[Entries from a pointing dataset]
====================
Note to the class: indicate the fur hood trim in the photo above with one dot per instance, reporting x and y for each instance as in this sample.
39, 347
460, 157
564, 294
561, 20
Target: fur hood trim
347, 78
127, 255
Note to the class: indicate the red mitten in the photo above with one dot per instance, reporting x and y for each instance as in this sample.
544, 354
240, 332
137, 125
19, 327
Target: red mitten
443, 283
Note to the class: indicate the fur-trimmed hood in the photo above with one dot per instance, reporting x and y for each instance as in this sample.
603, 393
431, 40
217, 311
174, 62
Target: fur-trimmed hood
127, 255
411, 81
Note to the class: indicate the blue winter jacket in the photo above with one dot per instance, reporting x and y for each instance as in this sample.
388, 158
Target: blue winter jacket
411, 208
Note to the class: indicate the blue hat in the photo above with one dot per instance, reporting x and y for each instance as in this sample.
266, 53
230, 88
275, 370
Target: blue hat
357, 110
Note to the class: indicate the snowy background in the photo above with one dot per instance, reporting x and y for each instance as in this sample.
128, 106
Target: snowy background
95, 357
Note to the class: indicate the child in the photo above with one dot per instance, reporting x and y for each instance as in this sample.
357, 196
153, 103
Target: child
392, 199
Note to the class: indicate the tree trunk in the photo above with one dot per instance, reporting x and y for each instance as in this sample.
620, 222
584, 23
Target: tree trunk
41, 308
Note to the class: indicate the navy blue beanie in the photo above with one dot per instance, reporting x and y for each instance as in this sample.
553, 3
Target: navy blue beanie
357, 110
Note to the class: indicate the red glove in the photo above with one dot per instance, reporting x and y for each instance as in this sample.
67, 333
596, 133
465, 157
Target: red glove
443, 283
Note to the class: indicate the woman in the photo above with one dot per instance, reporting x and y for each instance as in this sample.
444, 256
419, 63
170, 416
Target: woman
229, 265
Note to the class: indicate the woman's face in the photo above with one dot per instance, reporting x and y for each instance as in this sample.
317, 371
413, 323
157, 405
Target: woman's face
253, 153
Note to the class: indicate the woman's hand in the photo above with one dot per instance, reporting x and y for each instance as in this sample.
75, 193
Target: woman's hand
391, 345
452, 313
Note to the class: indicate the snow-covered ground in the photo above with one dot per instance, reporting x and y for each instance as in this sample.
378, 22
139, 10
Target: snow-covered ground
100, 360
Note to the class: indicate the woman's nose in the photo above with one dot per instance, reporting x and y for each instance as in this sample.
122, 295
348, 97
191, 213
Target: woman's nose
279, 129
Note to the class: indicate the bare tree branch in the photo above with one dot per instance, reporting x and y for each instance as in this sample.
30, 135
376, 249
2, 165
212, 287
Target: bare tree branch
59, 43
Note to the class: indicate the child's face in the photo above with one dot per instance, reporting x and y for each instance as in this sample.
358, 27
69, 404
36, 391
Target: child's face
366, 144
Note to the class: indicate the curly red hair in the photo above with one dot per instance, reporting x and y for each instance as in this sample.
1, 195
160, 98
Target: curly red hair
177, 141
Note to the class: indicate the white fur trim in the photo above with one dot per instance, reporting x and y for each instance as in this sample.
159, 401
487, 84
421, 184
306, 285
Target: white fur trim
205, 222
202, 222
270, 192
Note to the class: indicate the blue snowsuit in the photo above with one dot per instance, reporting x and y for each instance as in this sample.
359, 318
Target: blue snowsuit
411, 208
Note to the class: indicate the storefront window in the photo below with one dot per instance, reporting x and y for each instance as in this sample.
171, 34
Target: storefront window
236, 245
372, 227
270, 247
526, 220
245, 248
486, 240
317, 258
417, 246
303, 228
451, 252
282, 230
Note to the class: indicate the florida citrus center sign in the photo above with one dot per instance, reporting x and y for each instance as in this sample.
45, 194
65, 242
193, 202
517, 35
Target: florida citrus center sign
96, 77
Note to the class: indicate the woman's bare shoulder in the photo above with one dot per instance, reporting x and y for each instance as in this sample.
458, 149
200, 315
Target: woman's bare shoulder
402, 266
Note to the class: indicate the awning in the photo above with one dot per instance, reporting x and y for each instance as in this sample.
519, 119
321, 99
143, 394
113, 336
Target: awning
====================
### Stated problem
Copy out every line of the data above, exactly as given.

### Written solution
Note to the class: indicate the fur hood trim in the photo above with one dot per instance, reporting x and y for each instance as in this sample.
39, 347
460, 157
564, 294
561, 20
Target: fur hood trim
347, 78
127, 255
Note to the class: indicate the red mitten in the photo above with one dot per instance, reporting x and y for each instance as in this sample.
544, 354
240, 332
137, 125
19, 327
Target: red mitten
443, 283
Note to the class: indicate the fur-trimmed hood in the photo above with one dot per instance, reporting x and y for each instance as in this sample.
603, 393
431, 40
217, 311
174, 62
Target: fur-trimmed hood
127, 255
411, 81
Note to the class: indicate the blue winter jacket in the photo above with one dot per instance, reporting x and y for each instance as in this sample.
388, 158
Target: blue winter jacket
411, 208
Note to the class: indicate the blue hat in the photo above with one dot per instance, reporting x and y for each instance as in this sample.
266, 53
230, 88
275, 370
Target: blue hat
357, 110
Note to the class: indicate the snowy background in the photo above with one dot per instance, reporting x and y for each instance as in this sample.
128, 106
Target: snowy background
95, 357
Note to the class: indicate the child in the photo above with one dot per instance, reporting x and y for each instance as in this sample.
357, 196
153, 103
Target: child
392, 199
Note to the class: indicate the tree trunk in the photo above with one dot per instance, reporting x and y for each instance as in this sample.
620, 222
584, 23
Target: tree trunk
41, 308
Note to the class: indicate the navy blue beanie in the photo above with one dot per instance, reporting x and y for each instance as in this sample.
553, 3
Target: navy blue beanie
357, 110
Note to the class: indicate the red glove in the photo above with one dot per instance, reporting x and y for each instance as in this sample.
67, 333
596, 133
465, 157
Target: red glove
443, 283
Note to the class: indicate the woman in the photo above with one dot per instance, reporting x and y for each instance as in this sample.
444, 256
419, 63
170, 416
Target: woman
229, 265
Note to the class: indicate the woman's face in the photo above with one dot per instance, reporting x and y for each instance as in this sample.
317, 371
413, 323
157, 405
Target: woman's face
253, 153
Note to the class: indicate the woman's hand in the photo above with one dot per instance, reporting x and y for each instance as in this sample.
75, 193
Target: woman's hand
391, 345
452, 313
Note to the class: indicate the snow-covered ground in the photo above with one dot per instance, reporting x and y for each instance as in this sample.
378, 22
139, 10
Target: snow-covered ground
100, 360
Note to the class: indicate the woman's nose in the photo above with one dot per instance, reporting x and y for each instance as in this sample.
122, 295
348, 97
191, 213
Target: woman's nose
279, 129
Note to the class: indicate the bare tree branch in the photo above with one dot per instance, reporting x and y for each instance as in this sample.
30, 135
376, 249
2, 165
212, 287
Target: bare tree branch
59, 43
Note to the class: indicate the child's face in the photo above with one dot per instance, reporting x and y for each instance as in this sample.
358, 27
69, 404
36, 391
Target: child's face
366, 144
Note to the class: indicate the curly red hair in the photo above with one dot per instance, reporting x and y for each instance as in this sample.
1, 195
160, 98
Target: curly red hair
177, 141
Note to the class: indicate the white fur trim in the photo above with one dot per instance, reporting x and y for each instance as in this sample.
159, 401
487, 84
421, 184
306, 285
Target: white fur trim
205, 222
202, 222
270, 192
Note to the class: indicate the blue snowsuit in the photo above with one dot per instance, reporting x and y for each instance as in this sample.
359, 318
Target: blue snowsuit
411, 208
Note to the class: indicate the storefront window in the photo below with one dot per instance, reporting x and y for each instance as in this sample.
171, 34
Target: storefront window
236, 245
372, 227
270, 247
526, 220
245, 248
486, 240
317, 258
417, 246
303, 228
451, 252
282, 230
Note to the class: indicate the florida citrus center sign in the photo above with one dot per instance, reporting x and y for each instance as in this sample.
45, 194
65, 242
193, 202
517, 35
Target: florida citrus center sign
96, 77
Note to the class: indicate the woman's bare shoulder in the photo above with one dot per instance, reporting x and y for each instance as in this sample.
458, 149
200, 315
Target: woman's bare shoulder
402, 266
Note to the class: indicate the awning in the photo above with one dot per instance, reporting x and y for each instance as in this sample.
519, 119
321, 99
143, 394
113, 336
Target: awning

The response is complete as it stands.